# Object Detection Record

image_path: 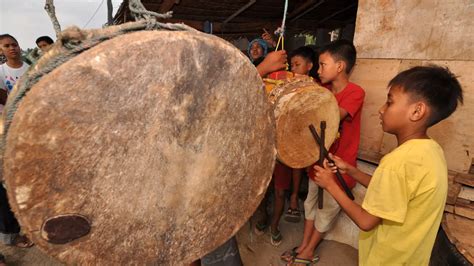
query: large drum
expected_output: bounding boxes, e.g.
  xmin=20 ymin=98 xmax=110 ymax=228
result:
xmin=269 ymin=77 xmax=340 ymax=168
xmin=0 ymin=31 xmax=276 ymax=265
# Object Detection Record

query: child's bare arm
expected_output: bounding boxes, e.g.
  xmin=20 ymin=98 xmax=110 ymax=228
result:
xmin=314 ymin=164 xmax=382 ymax=231
xmin=257 ymin=50 xmax=287 ymax=77
xmin=329 ymin=153 xmax=372 ymax=187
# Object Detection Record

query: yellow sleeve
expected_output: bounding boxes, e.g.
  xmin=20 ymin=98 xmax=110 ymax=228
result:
xmin=362 ymin=165 xmax=409 ymax=223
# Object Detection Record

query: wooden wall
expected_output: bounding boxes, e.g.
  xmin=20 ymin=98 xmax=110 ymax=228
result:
xmin=355 ymin=0 xmax=474 ymax=60
xmin=351 ymin=0 xmax=474 ymax=173
xmin=352 ymin=59 xmax=474 ymax=173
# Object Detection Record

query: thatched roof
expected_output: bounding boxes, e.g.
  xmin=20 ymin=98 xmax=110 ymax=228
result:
xmin=114 ymin=0 xmax=358 ymax=38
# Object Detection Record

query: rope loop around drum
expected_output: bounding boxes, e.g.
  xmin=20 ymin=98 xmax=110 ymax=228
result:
xmin=0 ymin=0 xmax=197 ymax=177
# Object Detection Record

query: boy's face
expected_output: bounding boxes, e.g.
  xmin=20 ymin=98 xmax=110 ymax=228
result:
xmin=291 ymin=55 xmax=313 ymax=75
xmin=0 ymin=37 xmax=21 ymax=59
xmin=250 ymin=42 xmax=263 ymax=60
xmin=318 ymin=52 xmax=344 ymax=84
xmin=379 ymin=87 xmax=414 ymax=135
xmin=38 ymin=41 xmax=51 ymax=53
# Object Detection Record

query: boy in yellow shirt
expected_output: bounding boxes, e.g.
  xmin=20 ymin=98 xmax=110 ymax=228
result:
xmin=315 ymin=66 xmax=463 ymax=266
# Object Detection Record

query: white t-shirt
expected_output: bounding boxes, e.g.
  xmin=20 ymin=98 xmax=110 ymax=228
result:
xmin=0 ymin=62 xmax=30 ymax=93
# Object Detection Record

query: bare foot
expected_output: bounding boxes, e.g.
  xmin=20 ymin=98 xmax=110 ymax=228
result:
xmin=0 ymin=254 xmax=7 ymax=266
xmin=11 ymin=235 xmax=34 ymax=248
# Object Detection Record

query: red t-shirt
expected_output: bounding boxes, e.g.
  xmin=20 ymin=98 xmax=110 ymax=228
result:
xmin=329 ymin=82 xmax=365 ymax=188
xmin=310 ymin=82 xmax=365 ymax=189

- **SHORT TASK**
Print the listing above again, line for line, without the pictures.

- **SOLUTION**
# Object Detection Record

image_path: 
query: large drum
expected_output: bounding boxes, e.g.
  xmin=20 ymin=98 xmax=110 ymax=228
result:
xmin=269 ymin=77 xmax=340 ymax=168
xmin=0 ymin=31 xmax=276 ymax=265
# Object Detection Record

query: child's bare arm
expected_output: bounding boxes, e.g.
  xmin=20 ymin=98 xmax=110 ymax=228
result:
xmin=314 ymin=164 xmax=382 ymax=231
xmin=257 ymin=50 xmax=287 ymax=77
xmin=329 ymin=153 xmax=372 ymax=187
# Object Detection Record

query: yellow sleeve
expected_output: bounding boxes, e.g.
  xmin=20 ymin=98 xmax=110 ymax=228
result:
xmin=362 ymin=165 xmax=409 ymax=223
# Object Detection Record

query: wooden wall
expected_output: bounding boxes, e.g.
  xmin=20 ymin=98 xmax=110 ymax=228
result:
xmin=355 ymin=0 xmax=474 ymax=60
xmin=351 ymin=0 xmax=474 ymax=173
xmin=352 ymin=59 xmax=474 ymax=173
# Object Detection Record

query: thatched roof
expected_output: bounding boxes, e.g.
  xmin=20 ymin=98 xmax=110 ymax=228
result:
xmin=114 ymin=0 xmax=358 ymax=38
# Object Detection Record

query: rope loop around drum
expected_output: bounding boxes, e.g.
  xmin=20 ymin=98 xmax=110 ymax=228
result:
xmin=0 ymin=0 xmax=197 ymax=177
# Object Detection Record

query: boy's face
expected_output: bounding boxes, e.g.
  xmin=20 ymin=98 xmax=110 ymax=228
result:
xmin=291 ymin=55 xmax=313 ymax=75
xmin=0 ymin=37 xmax=21 ymax=59
xmin=250 ymin=42 xmax=263 ymax=60
xmin=318 ymin=52 xmax=344 ymax=84
xmin=379 ymin=87 xmax=414 ymax=135
xmin=38 ymin=41 xmax=51 ymax=53
# Object Detection Record

query: boy in yellow shirt
expected_output: bounding boxes, e.g.
  xmin=20 ymin=98 xmax=110 ymax=228
result:
xmin=315 ymin=66 xmax=463 ymax=266
# Object Detection Record

query: white t-shirt
expected_output: bounding boxes, e.g.
  xmin=20 ymin=98 xmax=110 ymax=228
result:
xmin=0 ymin=62 xmax=30 ymax=93
# Object Detection Record

query: bare foot
expected_output: bounding boxes, e.g.
  xmin=20 ymin=98 xmax=110 ymax=228
result:
xmin=0 ymin=254 xmax=7 ymax=266
xmin=11 ymin=235 xmax=34 ymax=248
# Object Detection Record

query: red t-shirt
expected_output: bounding boxes, e.g.
  xmin=20 ymin=98 xmax=110 ymax=228
result:
xmin=329 ymin=82 xmax=365 ymax=188
xmin=310 ymin=82 xmax=365 ymax=189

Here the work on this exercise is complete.